— RECORDS PROVIDED —

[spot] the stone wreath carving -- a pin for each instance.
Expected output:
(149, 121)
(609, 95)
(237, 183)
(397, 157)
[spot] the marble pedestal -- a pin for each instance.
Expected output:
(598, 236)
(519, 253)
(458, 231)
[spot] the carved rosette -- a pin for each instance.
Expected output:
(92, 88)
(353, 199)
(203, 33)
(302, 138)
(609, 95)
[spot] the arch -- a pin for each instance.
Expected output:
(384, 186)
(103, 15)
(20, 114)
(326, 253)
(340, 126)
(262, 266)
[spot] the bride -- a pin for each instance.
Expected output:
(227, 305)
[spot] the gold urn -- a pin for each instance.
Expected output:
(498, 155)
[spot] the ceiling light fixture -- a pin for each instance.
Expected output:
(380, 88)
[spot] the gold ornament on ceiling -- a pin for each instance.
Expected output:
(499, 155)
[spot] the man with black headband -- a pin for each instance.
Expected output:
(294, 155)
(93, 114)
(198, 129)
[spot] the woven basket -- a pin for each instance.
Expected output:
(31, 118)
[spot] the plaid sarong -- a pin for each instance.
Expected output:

— PROMPT —
Convert every line of the items above into a numbered list, leaving out any blank lines.

— RESPONSE —
1. [spot] the stone wreath carving -- a pin for each instance.
2. Expected output:
3. (149, 121)
4. (609, 95)
5. (237, 183)
6. (397, 157)
7. [spot] the marble pedestal -- a pin for each instance.
8. Expected output:
9. (598, 236)
10. (519, 253)
11. (458, 231)
12. [spot] the carved rosette -- a pin for each instance.
13. Expected output:
14. (92, 88)
15. (353, 199)
16. (203, 33)
17. (302, 138)
18. (609, 95)
19. [spot] the arch -- a pin for each instance.
20. Expected output:
21. (384, 186)
22. (103, 15)
23. (20, 114)
24. (326, 253)
25. (340, 126)
26. (262, 266)
27. [spot] the bride -- a pin for each instance.
28. Expected output:
29. (227, 305)
30. [spot] the gold urn -- a pin for each instance.
31. Expected output:
32. (498, 155)
33. [spot] the ceiling light fixture -- a pin for each instance.
34. Expected output:
35. (380, 88)
36. [spot] the gold ornament on ceiling -- a pin for each instance.
37. Expected output:
38. (499, 155)
39. [spot] the man with black headband -- a pin for each instance.
40. Expected output:
41. (294, 155)
42. (93, 114)
43. (198, 129)
44. [spot] the woven basket -- a pin for each instance.
45. Expected output:
46. (31, 118)
47. [spot] the plaid sarong -- a pin for each instance.
48. Expected output:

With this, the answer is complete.